Thu 28 Dec 2006
If you’ve read my first post on brain augmentation, you may have had a visceral reaction to the idea of slowly converting your brain into a machine. I don’t blame you, it is a hard to swallow idea. The clone idea to get a new body also repelled me. Growing a new liver and then implanting it into my existing body seems good, whereas growing an entire body from my DNA seems creepy. It’s not me, it’s another body laying there on the table. You are going to put my brain into that thing? I don’t think so. It will take time to adapt to such ideas, but we will.
Here is what will happen and why it will work. As research proceeds, we will create functional brain material with nano hardware. We will do this to repair brain damage, to give sight to the blind, to restore function where it has been lost or never existed. There will also be the early adopters who want to plug into the internet and to augment their brains with new functionality. Both groups will push for development and FDA permission (here in the USA). And at first it will be controversial with passionate people on both sides.
§
**EXPLORE THE MATERIAL**
**a.** From the brain augmentation post, list every purpose given in the sentence beginning "We will do this" for creating functional brain material.
**b.** Answer these questions using the brain augmentation post:
(i) What date heads the post?
(ii) Which organ does the writer consider acceptable to grow and implant into an existing body?
(iii) Whose permission will both groups push for, according to the post?
**c.** Reproduce the stretch of the brain augmentation post from "Thu 28 Dec 2006" through "but we will.".
The records are not required for this work.
§
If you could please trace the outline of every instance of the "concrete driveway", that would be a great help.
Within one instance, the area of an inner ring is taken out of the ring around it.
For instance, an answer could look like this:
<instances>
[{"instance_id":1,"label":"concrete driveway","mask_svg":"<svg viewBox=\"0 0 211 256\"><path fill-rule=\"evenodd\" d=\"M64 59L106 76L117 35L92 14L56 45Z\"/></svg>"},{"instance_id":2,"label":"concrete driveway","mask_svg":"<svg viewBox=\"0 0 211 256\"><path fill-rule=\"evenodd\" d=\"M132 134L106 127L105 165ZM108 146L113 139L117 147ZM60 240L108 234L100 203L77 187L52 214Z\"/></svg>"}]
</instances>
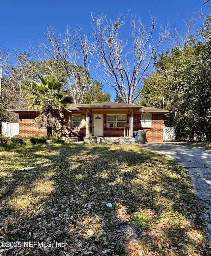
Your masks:
<instances>
[{"instance_id":1,"label":"concrete driveway","mask_svg":"<svg viewBox=\"0 0 211 256\"><path fill-rule=\"evenodd\" d=\"M206 210L208 235L211 241L211 150L188 148L179 143L141 144L176 160L190 174L196 195Z\"/></svg>"}]
</instances>

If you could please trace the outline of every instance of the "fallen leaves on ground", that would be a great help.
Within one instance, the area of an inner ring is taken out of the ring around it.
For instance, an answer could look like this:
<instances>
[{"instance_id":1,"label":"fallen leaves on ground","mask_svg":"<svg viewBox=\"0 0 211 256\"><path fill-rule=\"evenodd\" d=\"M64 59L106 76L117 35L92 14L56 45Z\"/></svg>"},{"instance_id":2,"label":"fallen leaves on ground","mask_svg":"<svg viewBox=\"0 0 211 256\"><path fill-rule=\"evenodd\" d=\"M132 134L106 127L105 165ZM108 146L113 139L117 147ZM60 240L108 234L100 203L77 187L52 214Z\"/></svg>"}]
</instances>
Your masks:
<instances>
[{"instance_id":1,"label":"fallen leaves on ground","mask_svg":"<svg viewBox=\"0 0 211 256\"><path fill-rule=\"evenodd\" d=\"M211 253L190 177L169 158L131 145L0 149L1 255Z\"/></svg>"}]
</instances>

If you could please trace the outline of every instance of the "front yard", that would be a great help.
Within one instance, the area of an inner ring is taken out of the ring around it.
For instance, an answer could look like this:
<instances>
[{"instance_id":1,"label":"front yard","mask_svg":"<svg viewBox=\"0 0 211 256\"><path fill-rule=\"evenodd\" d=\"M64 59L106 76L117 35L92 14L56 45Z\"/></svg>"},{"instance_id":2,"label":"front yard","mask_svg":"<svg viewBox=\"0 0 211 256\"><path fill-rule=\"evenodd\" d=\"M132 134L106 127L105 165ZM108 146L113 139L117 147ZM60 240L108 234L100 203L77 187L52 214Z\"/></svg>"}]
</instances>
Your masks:
<instances>
[{"instance_id":1,"label":"front yard","mask_svg":"<svg viewBox=\"0 0 211 256\"><path fill-rule=\"evenodd\" d=\"M210 255L190 177L170 158L136 145L11 148L0 145L1 255Z\"/></svg>"}]
</instances>

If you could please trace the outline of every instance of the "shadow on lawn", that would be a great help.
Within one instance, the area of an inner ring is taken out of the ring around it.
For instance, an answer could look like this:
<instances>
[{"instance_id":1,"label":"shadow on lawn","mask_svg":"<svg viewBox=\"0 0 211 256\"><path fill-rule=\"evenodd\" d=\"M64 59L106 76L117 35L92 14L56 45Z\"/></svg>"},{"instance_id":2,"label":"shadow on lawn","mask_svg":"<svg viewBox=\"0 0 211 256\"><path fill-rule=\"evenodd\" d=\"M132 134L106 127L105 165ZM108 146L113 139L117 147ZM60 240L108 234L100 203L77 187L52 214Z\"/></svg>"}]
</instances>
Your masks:
<instances>
[{"instance_id":1,"label":"shadow on lawn","mask_svg":"<svg viewBox=\"0 0 211 256\"><path fill-rule=\"evenodd\" d=\"M10 176L3 181L7 206L0 208L1 229L7 240L66 243L46 251L23 249L32 255L84 251L134 255L141 250L143 255L208 255L186 171L155 152L130 148L71 145L17 149L17 160L36 168L20 172L11 162ZM49 184L52 189L46 191ZM16 198L28 194L25 208L17 206ZM112 208L106 205L108 202Z\"/></svg>"}]
</instances>

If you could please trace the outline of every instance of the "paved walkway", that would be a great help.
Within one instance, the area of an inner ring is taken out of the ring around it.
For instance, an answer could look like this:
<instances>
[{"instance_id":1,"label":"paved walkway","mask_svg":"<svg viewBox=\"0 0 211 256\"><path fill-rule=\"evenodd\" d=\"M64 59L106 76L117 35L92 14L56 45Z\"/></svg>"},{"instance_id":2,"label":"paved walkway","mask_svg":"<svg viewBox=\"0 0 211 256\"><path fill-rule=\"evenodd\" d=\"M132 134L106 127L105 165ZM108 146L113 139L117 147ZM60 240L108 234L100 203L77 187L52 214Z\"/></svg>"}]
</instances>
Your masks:
<instances>
[{"instance_id":1,"label":"paved walkway","mask_svg":"<svg viewBox=\"0 0 211 256\"><path fill-rule=\"evenodd\" d=\"M191 175L196 195L206 209L203 217L208 221L206 227L211 242L211 150L188 148L179 143L141 144L176 160Z\"/></svg>"}]
</instances>

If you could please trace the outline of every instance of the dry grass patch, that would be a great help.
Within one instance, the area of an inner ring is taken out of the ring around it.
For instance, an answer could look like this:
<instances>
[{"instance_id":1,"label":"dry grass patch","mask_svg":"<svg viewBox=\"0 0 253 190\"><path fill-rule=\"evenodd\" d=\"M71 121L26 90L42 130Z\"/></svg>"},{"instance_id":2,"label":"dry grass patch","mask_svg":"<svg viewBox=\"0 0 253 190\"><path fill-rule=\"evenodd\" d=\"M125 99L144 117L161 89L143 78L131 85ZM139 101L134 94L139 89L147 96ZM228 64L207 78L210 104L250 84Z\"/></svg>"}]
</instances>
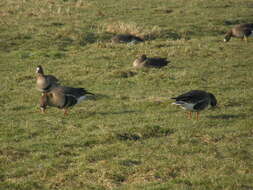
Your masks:
<instances>
[{"instance_id":1,"label":"dry grass patch","mask_svg":"<svg viewBox=\"0 0 253 190\"><path fill-rule=\"evenodd\" d=\"M132 34L143 39L154 39L161 35L161 28L159 26L152 26L145 28L135 22L124 23L121 21L113 23L105 23L101 25L100 32L109 32L115 34Z\"/></svg>"}]
</instances>

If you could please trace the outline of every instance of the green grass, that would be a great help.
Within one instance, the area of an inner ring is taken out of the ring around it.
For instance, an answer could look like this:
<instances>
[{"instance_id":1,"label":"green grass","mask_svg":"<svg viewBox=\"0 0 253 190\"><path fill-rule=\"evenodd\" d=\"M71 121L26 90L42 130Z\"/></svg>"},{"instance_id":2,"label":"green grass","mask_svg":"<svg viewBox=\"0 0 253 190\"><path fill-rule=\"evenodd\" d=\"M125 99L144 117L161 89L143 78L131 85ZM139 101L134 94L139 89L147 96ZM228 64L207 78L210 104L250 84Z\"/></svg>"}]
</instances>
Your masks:
<instances>
[{"instance_id":1,"label":"green grass","mask_svg":"<svg viewBox=\"0 0 253 190\"><path fill-rule=\"evenodd\" d=\"M2 0L0 189L253 189L251 1ZM147 41L111 44L115 33ZM168 57L134 70L137 55ZM96 95L43 115L35 69ZM219 108L188 120L169 97L192 89Z\"/></svg>"}]
</instances>

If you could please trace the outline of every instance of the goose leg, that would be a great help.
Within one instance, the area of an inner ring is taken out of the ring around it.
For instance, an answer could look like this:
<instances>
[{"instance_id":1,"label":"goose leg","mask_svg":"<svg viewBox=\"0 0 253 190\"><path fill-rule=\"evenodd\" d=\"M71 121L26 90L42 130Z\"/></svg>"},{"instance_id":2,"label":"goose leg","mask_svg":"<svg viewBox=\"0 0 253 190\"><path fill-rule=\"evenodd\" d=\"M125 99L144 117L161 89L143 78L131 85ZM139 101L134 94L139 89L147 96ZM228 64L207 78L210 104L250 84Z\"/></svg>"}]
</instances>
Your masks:
<instances>
[{"instance_id":1,"label":"goose leg","mask_svg":"<svg viewBox=\"0 0 253 190\"><path fill-rule=\"evenodd\" d=\"M244 38L245 42L248 43L248 37L244 35L243 38Z\"/></svg>"},{"instance_id":2,"label":"goose leg","mask_svg":"<svg viewBox=\"0 0 253 190\"><path fill-rule=\"evenodd\" d=\"M44 108L40 108L40 110L41 110L41 113L43 113L43 114L45 114L45 113L46 113L46 111L45 111L45 109L44 109Z\"/></svg>"}]
</instances>

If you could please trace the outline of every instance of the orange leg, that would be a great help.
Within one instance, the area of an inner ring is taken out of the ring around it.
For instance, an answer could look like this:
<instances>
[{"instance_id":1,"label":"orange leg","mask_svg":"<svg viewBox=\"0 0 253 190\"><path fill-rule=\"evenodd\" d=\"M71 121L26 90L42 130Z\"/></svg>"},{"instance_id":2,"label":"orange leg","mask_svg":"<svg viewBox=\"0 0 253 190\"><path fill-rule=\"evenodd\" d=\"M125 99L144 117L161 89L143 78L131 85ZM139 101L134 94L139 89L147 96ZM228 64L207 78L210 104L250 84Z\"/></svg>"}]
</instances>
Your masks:
<instances>
[{"instance_id":1,"label":"orange leg","mask_svg":"<svg viewBox=\"0 0 253 190\"><path fill-rule=\"evenodd\" d=\"M68 115L68 110L67 109L63 109L64 111L64 115L67 116Z\"/></svg>"},{"instance_id":2,"label":"orange leg","mask_svg":"<svg viewBox=\"0 0 253 190\"><path fill-rule=\"evenodd\" d=\"M199 120L199 112L196 112L196 119Z\"/></svg>"}]
</instances>

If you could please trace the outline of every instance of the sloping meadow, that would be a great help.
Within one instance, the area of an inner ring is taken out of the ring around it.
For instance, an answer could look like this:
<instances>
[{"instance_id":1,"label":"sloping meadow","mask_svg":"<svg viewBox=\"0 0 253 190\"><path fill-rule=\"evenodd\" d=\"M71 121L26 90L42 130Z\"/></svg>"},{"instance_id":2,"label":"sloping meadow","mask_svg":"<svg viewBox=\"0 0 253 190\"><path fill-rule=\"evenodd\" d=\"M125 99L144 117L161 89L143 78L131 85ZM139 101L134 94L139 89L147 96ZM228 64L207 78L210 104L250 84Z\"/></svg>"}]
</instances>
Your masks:
<instances>
[{"instance_id":1,"label":"sloping meadow","mask_svg":"<svg viewBox=\"0 0 253 190\"><path fill-rule=\"evenodd\" d=\"M253 189L251 1L2 0L0 189ZM114 44L116 34L143 38ZM166 57L134 69L141 54ZM95 97L41 114L35 70ZM215 94L189 120L170 97Z\"/></svg>"}]
</instances>

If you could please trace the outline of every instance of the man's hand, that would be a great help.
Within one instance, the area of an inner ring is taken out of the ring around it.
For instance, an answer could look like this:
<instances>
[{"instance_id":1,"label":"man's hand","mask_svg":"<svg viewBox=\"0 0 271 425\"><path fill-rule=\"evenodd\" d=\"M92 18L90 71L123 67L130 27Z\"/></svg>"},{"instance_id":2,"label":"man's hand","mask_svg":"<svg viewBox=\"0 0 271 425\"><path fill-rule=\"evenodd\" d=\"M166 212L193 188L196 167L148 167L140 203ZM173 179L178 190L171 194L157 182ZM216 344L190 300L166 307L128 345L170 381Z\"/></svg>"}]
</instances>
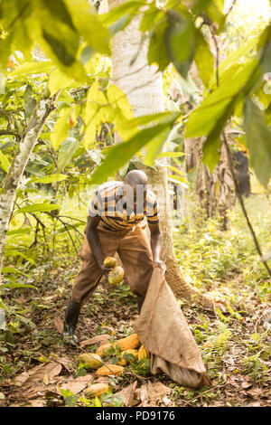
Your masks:
<instances>
[{"instance_id":1,"label":"man's hand","mask_svg":"<svg viewBox=\"0 0 271 425\"><path fill-rule=\"evenodd\" d=\"M108 273L112 269L109 267L106 267L104 264L99 265L100 269L102 270L102 274L106 276L106 278L108 278Z\"/></svg>"},{"instance_id":2,"label":"man's hand","mask_svg":"<svg viewBox=\"0 0 271 425\"><path fill-rule=\"evenodd\" d=\"M159 259L154 260L154 269L157 268L157 267L159 267L159 268L162 269L164 271L166 270L166 266L165 266L164 262L162 261L162 260L159 260Z\"/></svg>"}]
</instances>

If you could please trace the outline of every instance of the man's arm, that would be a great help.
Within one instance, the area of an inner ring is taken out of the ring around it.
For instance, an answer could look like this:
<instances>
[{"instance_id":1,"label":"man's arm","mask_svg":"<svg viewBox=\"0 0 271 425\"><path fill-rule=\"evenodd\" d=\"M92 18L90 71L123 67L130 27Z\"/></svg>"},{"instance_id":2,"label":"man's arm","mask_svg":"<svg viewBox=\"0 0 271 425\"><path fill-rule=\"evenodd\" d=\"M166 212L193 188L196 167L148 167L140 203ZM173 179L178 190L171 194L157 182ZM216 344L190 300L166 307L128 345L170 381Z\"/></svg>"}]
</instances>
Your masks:
<instances>
[{"instance_id":1,"label":"man's arm","mask_svg":"<svg viewBox=\"0 0 271 425\"><path fill-rule=\"evenodd\" d=\"M98 265L103 273L107 273L110 269L104 266L104 257L102 248L98 233L97 227L99 223L100 217L88 217L88 222L86 226L86 235L88 238L89 244L91 248L92 253L94 254Z\"/></svg>"},{"instance_id":2,"label":"man's arm","mask_svg":"<svg viewBox=\"0 0 271 425\"><path fill-rule=\"evenodd\" d=\"M151 232L151 248L153 251L153 258L154 267L165 268L164 263L160 260L160 252L162 247L162 233L160 231L159 223L148 223Z\"/></svg>"}]
</instances>

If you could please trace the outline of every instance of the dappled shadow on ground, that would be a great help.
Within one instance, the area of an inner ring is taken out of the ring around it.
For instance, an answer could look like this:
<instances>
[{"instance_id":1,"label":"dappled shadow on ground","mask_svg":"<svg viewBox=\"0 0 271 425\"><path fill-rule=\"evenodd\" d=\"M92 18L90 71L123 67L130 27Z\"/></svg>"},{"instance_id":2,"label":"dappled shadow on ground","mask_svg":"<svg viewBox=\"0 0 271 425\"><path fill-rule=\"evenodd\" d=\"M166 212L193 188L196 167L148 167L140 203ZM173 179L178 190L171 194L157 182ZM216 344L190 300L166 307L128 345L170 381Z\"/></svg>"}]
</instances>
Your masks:
<instances>
[{"instance_id":1,"label":"dappled shadow on ground","mask_svg":"<svg viewBox=\"0 0 271 425\"><path fill-rule=\"evenodd\" d=\"M79 367L81 353L94 352L105 340L135 332L136 297L127 286L103 282L84 305L77 334L79 347L62 344L61 332L77 268L70 266L69 282L63 269L51 270L42 287L18 291L34 326L15 334L1 357L0 403L4 406L270 406L270 351L268 308L257 293L233 277L229 290L238 291L238 309L227 316L208 316L195 306L180 302L188 324L208 364L210 387L192 390L173 382L163 373L149 375L136 364L121 376L97 377ZM269 312L270 314L270 312ZM85 398L93 382L109 384L109 394Z\"/></svg>"}]
</instances>

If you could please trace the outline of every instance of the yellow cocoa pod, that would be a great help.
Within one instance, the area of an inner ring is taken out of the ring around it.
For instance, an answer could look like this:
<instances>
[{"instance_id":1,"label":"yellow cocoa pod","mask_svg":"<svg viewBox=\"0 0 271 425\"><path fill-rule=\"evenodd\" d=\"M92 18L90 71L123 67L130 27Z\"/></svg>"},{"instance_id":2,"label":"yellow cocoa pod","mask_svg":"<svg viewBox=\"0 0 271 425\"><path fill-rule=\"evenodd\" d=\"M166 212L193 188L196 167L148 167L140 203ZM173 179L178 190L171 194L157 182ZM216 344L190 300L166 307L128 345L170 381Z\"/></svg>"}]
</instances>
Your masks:
<instances>
[{"instance_id":1,"label":"yellow cocoa pod","mask_svg":"<svg viewBox=\"0 0 271 425\"><path fill-rule=\"evenodd\" d=\"M112 270L108 273L108 282L110 285L117 285L124 277L124 269L120 266L116 266Z\"/></svg>"},{"instance_id":2,"label":"yellow cocoa pod","mask_svg":"<svg viewBox=\"0 0 271 425\"><path fill-rule=\"evenodd\" d=\"M100 345L97 350L96 354L97 355L99 355L100 357L107 357L107 355L110 354L110 349L114 347L112 344L104 344L103 345ZM112 350L111 350L112 351Z\"/></svg>"},{"instance_id":3,"label":"yellow cocoa pod","mask_svg":"<svg viewBox=\"0 0 271 425\"><path fill-rule=\"evenodd\" d=\"M138 360L148 359L150 356L150 354L144 348L144 345L141 345L138 350Z\"/></svg>"},{"instance_id":4,"label":"yellow cocoa pod","mask_svg":"<svg viewBox=\"0 0 271 425\"><path fill-rule=\"evenodd\" d=\"M82 354L79 356L78 360L85 369L98 369L103 364L100 356L92 353Z\"/></svg>"},{"instance_id":5,"label":"yellow cocoa pod","mask_svg":"<svg viewBox=\"0 0 271 425\"><path fill-rule=\"evenodd\" d=\"M97 382L86 388L85 395L89 399L94 399L96 396L100 397L105 392L109 392L110 387L107 383Z\"/></svg>"},{"instance_id":6,"label":"yellow cocoa pod","mask_svg":"<svg viewBox=\"0 0 271 425\"><path fill-rule=\"evenodd\" d=\"M131 348L136 348L139 344L140 341L138 339L137 334L132 334L126 338L119 339L114 344L114 345L120 351L126 351Z\"/></svg>"},{"instance_id":7,"label":"yellow cocoa pod","mask_svg":"<svg viewBox=\"0 0 271 425\"><path fill-rule=\"evenodd\" d=\"M125 366L127 363L129 363L129 356L126 354L130 354L135 357L135 359L137 359L138 357L138 351L134 350L133 348L130 348L129 350L125 350L121 353L120 360L117 362L117 364L121 364L122 366Z\"/></svg>"},{"instance_id":8,"label":"yellow cocoa pod","mask_svg":"<svg viewBox=\"0 0 271 425\"><path fill-rule=\"evenodd\" d=\"M117 266L117 260L114 257L107 257L104 260L104 266L114 269Z\"/></svg>"},{"instance_id":9,"label":"yellow cocoa pod","mask_svg":"<svg viewBox=\"0 0 271 425\"><path fill-rule=\"evenodd\" d=\"M124 368L118 364L105 364L96 371L98 376L104 375L120 375L124 371Z\"/></svg>"}]
</instances>

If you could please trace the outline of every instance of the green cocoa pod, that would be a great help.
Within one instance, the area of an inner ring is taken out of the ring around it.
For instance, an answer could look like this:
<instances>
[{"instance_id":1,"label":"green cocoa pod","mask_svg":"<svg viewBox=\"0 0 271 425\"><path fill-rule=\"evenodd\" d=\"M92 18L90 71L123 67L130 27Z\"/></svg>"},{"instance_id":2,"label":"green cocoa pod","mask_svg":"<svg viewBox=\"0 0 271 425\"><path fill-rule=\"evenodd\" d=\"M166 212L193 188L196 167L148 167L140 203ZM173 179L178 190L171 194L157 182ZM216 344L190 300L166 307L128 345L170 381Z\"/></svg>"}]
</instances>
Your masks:
<instances>
[{"instance_id":1,"label":"green cocoa pod","mask_svg":"<svg viewBox=\"0 0 271 425\"><path fill-rule=\"evenodd\" d=\"M116 266L113 270L108 273L108 282L110 285L117 285L124 277L124 269L120 266Z\"/></svg>"}]
</instances>

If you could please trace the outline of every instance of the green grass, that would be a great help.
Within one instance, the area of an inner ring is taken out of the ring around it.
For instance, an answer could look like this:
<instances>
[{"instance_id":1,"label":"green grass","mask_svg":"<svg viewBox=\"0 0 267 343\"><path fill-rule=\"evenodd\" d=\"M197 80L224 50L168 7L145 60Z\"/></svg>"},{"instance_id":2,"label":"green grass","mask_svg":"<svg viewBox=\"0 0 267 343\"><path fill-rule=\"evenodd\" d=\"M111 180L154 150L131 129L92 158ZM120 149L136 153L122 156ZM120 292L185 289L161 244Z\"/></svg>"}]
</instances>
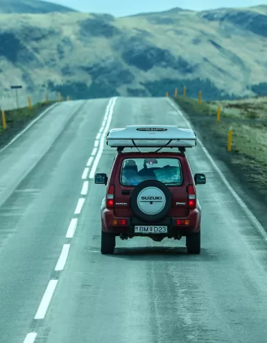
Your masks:
<instances>
[{"instance_id":1,"label":"green grass","mask_svg":"<svg viewBox=\"0 0 267 343\"><path fill-rule=\"evenodd\" d=\"M5 130L3 129L1 118L0 134L5 133L5 132L8 132L8 130L12 128L16 128L16 126L21 124L22 123L31 121L37 114L40 113L40 111L45 110L47 106L51 105L54 102L56 102L50 101L48 104L45 102L36 104L32 106L32 110L30 110L28 107L24 107L22 108L5 111L7 128Z\"/></svg>"},{"instance_id":2,"label":"green grass","mask_svg":"<svg viewBox=\"0 0 267 343\"><path fill-rule=\"evenodd\" d=\"M267 97L202 102L178 97L205 145L251 184L267 200ZM221 120L216 120L220 105ZM228 132L233 127L232 151L227 152Z\"/></svg>"},{"instance_id":3,"label":"green grass","mask_svg":"<svg viewBox=\"0 0 267 343\"><path fill-rule=\"evenodd\" d=\"M5 111L7 126L5 130L3 128L2 115L0 112L0 147L8 143L30 121L55 102L57 102L50 101L47 104L46 102L36 104L32 106L32 110L28 107L24 107Z\"/></svg>"}]
</instances>

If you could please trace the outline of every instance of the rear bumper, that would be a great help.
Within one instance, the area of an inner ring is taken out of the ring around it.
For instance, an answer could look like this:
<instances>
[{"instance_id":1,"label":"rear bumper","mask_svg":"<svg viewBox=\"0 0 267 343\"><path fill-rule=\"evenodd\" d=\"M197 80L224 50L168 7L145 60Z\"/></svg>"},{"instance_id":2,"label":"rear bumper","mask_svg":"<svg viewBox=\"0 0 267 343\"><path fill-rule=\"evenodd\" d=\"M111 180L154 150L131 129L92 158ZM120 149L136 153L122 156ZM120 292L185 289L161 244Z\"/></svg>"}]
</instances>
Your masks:
<instances>
[{"instance_id":1,"label":"rear bumper","mask_svg":"<svg viewBox=\"0 0 267 343\"><path fill-rule=\"evenodd\" d=\"M116 217L113 211L104 209L102 211L101 216L102 230L104 232L115 233L117 235L126 235L128 236L144 236L142 233L135 233L135 226L167 226L167 233L157 233L156 235L164 235L166 237L175 237L178 235L186 236L189 233L198 232L200 228L201 213L198 209L190 210L187 217L166 217L163 220L157 222L144 222L136 217ZM126 225L113 225L113 220L126 219ZM176 220L187 220L189 225L177 225Z\"/></svg>"}]
</instances>

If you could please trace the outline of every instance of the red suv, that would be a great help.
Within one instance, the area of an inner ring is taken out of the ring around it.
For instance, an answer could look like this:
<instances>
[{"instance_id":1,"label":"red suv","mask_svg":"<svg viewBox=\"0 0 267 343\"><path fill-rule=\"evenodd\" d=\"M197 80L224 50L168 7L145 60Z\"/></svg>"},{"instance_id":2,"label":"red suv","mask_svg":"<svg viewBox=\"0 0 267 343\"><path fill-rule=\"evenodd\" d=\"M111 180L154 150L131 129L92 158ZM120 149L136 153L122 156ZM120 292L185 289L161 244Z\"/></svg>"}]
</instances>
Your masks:
<instances>
[{"instance_id":1,"label":"red suv","mask_svg":"<svg viewBox=\"0 0 267 343\"><path fill-rule=\"evenodd\" d=\"M107 145L117 148L117 156L108 178L95 176L95 183L106 185L101 206L102 254L114 252L116 236L146 236L156 241L185 236L187 252L200 252L201 207L196 185L206 183L206 178L193 176L185 154L185 147L196 144L191 130L177 126L127 126L108 132ZM148 147L159 149L139 150ZM127 147L137 151L124 152ZM163 147L178 151L160 152Z\"/></svg>"}]
</instances>

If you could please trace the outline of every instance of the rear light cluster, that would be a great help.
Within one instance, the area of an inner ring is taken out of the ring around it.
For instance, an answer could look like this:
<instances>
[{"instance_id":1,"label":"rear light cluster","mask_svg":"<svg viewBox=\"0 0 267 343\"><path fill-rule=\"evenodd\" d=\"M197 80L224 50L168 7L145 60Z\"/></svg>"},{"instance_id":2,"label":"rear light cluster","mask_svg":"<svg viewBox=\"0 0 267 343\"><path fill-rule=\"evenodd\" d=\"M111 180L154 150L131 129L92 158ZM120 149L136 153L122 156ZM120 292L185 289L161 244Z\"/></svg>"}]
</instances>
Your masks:
<instances>
[{"instance_id":1,"label":"rear light cluster","mask_svg":"<svg viewBox=\"0 0 267 343\"><path fill-rule=\"evenodd\" d=\"M114 207L115 187L113 185L110 185L106 194L106 207L113 209Z\"/></svg>"},{"instance_id":2,"label":"rear light cluster","mask_svg":"<svg viewBox=\"0 0 267 343\"><path fill-rule=\"evenodd\" d=\"M113 225L126 225L127 221L126 219L113 219L112 221Z\"/></svg>"},{"instance_id":3,"label":"rear light cluster","mask_svg":"<svg viewBox=\"0 0 267 343\"><path fill-rule=\"evenodd\" d=\"M196 187L194 185L188 186L188 206L189 209L196 209Z\"/></svg>"},{"instance_id":4,"label":"rear light cluster","mask_svg":"<svg viewBox=\"0 0 267 343\"><path fill-rule=\"evenodd\" d=\"M183 220L183 219L176 219L176 225L189 225L189 221L188 219Z\"/></svg>"}]
</instances>

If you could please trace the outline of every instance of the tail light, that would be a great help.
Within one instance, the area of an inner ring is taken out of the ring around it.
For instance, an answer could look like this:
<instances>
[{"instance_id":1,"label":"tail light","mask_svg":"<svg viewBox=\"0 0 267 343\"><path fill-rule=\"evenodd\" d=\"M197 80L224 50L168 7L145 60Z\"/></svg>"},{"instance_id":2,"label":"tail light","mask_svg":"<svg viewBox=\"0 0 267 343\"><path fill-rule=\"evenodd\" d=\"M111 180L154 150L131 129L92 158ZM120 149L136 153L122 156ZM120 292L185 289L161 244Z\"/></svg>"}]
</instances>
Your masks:
<instances>
[{"instance_id":1,"label":"tail light","mask_svg":"<svg viewBox=\"0 0 267 343\"><path fill-rule=\"evenodd\" d=\"M112 224L113 225L126 225L127 220L126 219L113 219Z\"/></svg>"},{"instance_id":2,"label":"tail light","mask_svg":"<svg viewBox=\"0 0 267 343\"><path fill-rule=\"evenodd\" d=\"M176 219L176 225L189 225L189 221L187 219Z\"/></svg>"},{"instance_id":3,"label":"tail light","mask_svg":"<svg viewBox=\"0 0 267 343\"><path fill-rule=\"evenodd\" d=\"M106 194L106 207L107 209L113 209L114 207L114 185L110 185Z\"/></svg>"},{"instance_id":4,"label":"tail light","mask_svg":"<svg viewBox=\"0 0 267 343\"><path fill-rule=\"evenodd\" d=\"M196 188L194 185L188 186L188 207L189 209L196 209Z\"/></svg>"}]
</instances>

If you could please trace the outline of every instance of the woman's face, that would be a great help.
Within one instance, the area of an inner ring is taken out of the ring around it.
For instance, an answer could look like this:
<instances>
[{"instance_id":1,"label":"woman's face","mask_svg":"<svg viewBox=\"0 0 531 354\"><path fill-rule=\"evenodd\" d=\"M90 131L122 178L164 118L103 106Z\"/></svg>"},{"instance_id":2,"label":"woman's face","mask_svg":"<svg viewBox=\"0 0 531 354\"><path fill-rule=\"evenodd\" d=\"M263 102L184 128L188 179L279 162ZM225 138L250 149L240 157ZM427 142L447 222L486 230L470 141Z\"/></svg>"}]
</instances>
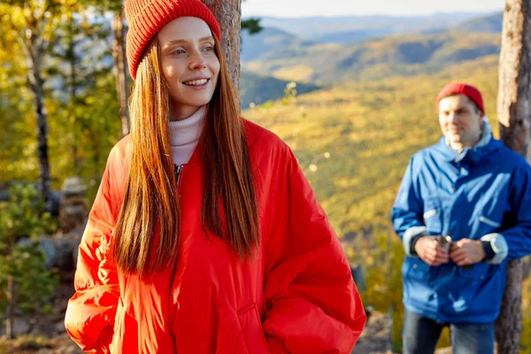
§
**RESULTS BY TASK**
**a.**
- To repair brain damage
- To give sight to the blind
- To restore function where it has been lost or never existed

**b.**
(i) Thu 28 Dec 2006
(ii) A liver
(iii) The FDA's (in the USA)

**c.**
Thu 28 Dec 2006
If you’ve read my first post on brain augmentation, you may have had a visceral reaction to the idea of slowly converting your brain into a machine. I don’t blame you, it is a hard to swallow idea. The clone idea to get a new body also repelled me. Growing a new liver and then implanting it into my existing body seems good, whereas growing an entire body from my DNA seems creepy. It’s not me, it’s another body laying there on the table. You are going to put my brain into that thing? I don’t think so. It will take time to adapt to such ideas, but we will.